--- Yazılı Alıştırma A ---
Aşağıdaki verilen metne göre erkekler, artan şiddet ve katliamların en büyük nedenini ne olarak görüyor?
--- Yazılı Alıştırma B ---
Verilen metinde sayılan, kadınlara yönelik şiddet türlerinin tamamını listeleyin.
--- Yazılı Alıştırma C ---
Lütfen verilen metinden "25 Kasım dolayısıyla" sözcüklerinin geçtiği yerden başlayarak bir bölümü olduğu gibi aktarın; "politikası ve iktidar." sözcüklerinden sonra durun.

--- Verilen Metin ---
########################################
Kadınlara yönelik fiziksel, cinsel, psikolojik ve ekonomik şiddet, yaşamın her alanında artarak devam ediyor. Birçok kadın maruz kaldığı şiddet sonucu hayatını kaybederken, failler ise genelde güç aldıkları sistem tarafından cezasızlık politikasıyla korunuyor. Artan şiddet sonucu kadınlar için güvenli alanlar her geçen gün daha da daralıyor. Buna rağmen kadına yönelik şiddet geniş bir kesim tarafından sadece bir kadın sorunu olarak ele alınıyor. Kadınlar, hem maruz kaldıkları şiddet hem de karşı karşıya oldukları zihniyete karşı itirazlarını yükseltmek için 25 Kasım Kadına Yönelik Şiddete Karşı Uluslararası Mücadele Günü dolayısıyla bir kez daha alanlarda olacak. 
 
25 Kasım dolayısıyla kadına yönelik şiddete dair İstanbul ve Wan'da erkeklere mikrofon uzattık. Erkeklere göre artan şiddet ve katliamların en büyük nedeni cezasızlık politikası ve iktidar.
########################################
--- Veri Listesi ---
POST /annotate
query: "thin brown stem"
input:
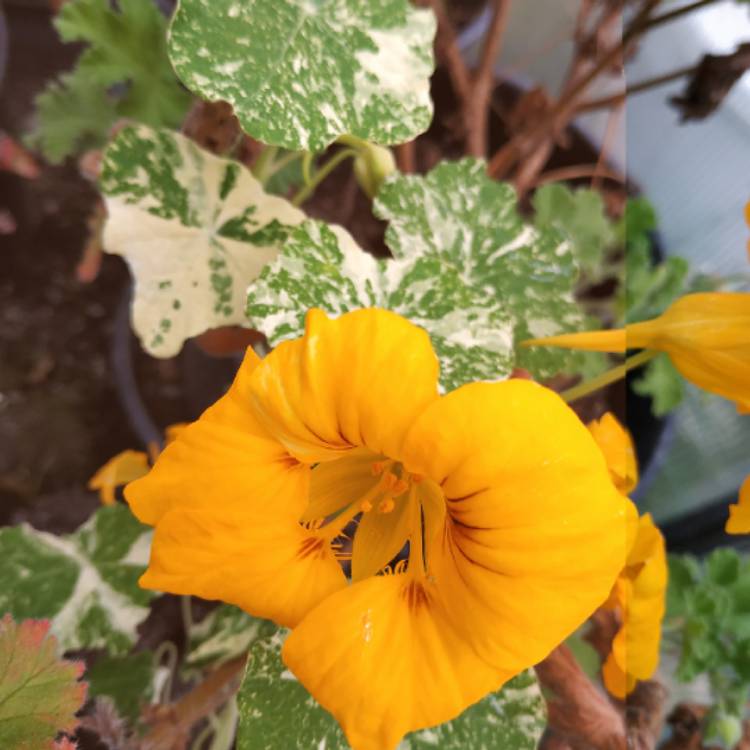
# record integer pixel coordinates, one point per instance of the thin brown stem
(565, 107)
(406, 157)
(650, 83)
(477, 106)
(610, 133)
(578, 710)
(677, 13)
(577, 172)
(447, 44)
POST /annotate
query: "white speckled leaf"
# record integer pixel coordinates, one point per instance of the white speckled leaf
(460, 215)
(225, 633)
(323, 267)
(194, 228)
(86, 582)
(514, 718)
(300, 73)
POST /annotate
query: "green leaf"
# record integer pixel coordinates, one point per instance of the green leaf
(123, 72)
(579, 214)
(638, 222)
(71, 116)
(300, 73)
(195, 229)
(662, 383)
(723, 566)
(649, 288)
(323, 267)
(511, 719)
(459, 215)
(128, 46)
(128, 680)
(86, 582)
(39, 693)
(225, 633)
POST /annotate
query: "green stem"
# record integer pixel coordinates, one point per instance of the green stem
(263, 163)
(284, 161)
(307, 161)
(609, 377)
(321, 174)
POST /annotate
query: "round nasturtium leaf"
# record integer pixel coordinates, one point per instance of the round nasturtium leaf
(300, 73)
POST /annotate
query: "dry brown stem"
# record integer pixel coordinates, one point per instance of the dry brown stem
(171, 724)
(579, 711)
(477, 104)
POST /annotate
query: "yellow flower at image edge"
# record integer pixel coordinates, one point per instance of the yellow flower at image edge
(338, 447)
(739, 514)
(707, 337)
(639, 594)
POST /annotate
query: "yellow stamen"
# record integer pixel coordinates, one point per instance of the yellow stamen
(378, 467)
(416, 551)
(386, 505)
(390, 480)
(400, 487)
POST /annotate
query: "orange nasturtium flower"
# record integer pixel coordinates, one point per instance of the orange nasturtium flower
(516, 533)
(639, 594)
(707, 337)
(126, 467)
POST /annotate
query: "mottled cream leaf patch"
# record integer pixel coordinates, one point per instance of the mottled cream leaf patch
(322, 266)
(194, 228)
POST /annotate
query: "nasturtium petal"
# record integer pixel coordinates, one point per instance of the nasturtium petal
(300, 73)
(322, 266)
(228, 455)
(85, 583)
(256, 561)
(531, 514)
(512, 718)
(739, 513)
(194, 228)
(458, 214)
(396, 652)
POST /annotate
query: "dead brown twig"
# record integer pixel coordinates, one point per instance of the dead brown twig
(171, 724)
(564, 109)
(477, 104)
(579, 711)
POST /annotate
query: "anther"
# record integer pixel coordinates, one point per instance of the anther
(390, 480)
(386, 505)
(399, 487)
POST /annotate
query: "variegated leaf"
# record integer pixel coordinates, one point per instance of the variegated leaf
(458, 214)
(225, 633)
(86, 582)
(194, 228)
(300, 73)
(514, 718)
(323, 267)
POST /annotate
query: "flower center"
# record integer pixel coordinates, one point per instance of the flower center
(366, 507)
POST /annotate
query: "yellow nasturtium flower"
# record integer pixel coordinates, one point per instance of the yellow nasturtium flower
(126, 467)
(739, 514)
(707, 337)
(639, 594)
(516, 533)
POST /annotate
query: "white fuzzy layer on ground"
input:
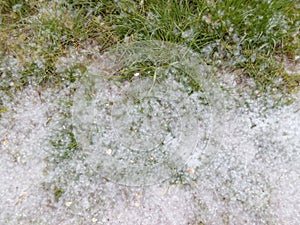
########################################
--- Alıştırma Sonucu A ---
Cezasızlık politikası ve iktidar.

--- Alıştırma Sonucu B ---
Fiziksel, cinsel, psikolojik ve ekonomik şiddet.

--- Alıştırma Sonucu C ---
25 Kasım dolayısıyla kadına yönelik şiddete dair İstanbul ve Wan'da erkeklere mikrofon uzattık. Erkeklere göre artan şiddet ve katliamların en büyük nedeni cezasızlık politikası ve iktidar.